-- start of Source material --
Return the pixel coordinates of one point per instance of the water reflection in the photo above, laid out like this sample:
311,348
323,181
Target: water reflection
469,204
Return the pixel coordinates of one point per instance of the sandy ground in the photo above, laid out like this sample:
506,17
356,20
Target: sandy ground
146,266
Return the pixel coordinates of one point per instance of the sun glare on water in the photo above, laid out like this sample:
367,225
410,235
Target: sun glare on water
-- end of Source material --
Exercise directions
Copy out the records word for word, starting at the line that contains "the sun glare" and ending at the last line of the records.

Solution for this problem
Return the pixel coordinates of one point per instance of the sun glare on water in the photo above, laid out like this sample:
367,225
410,235
Target: sun glare on water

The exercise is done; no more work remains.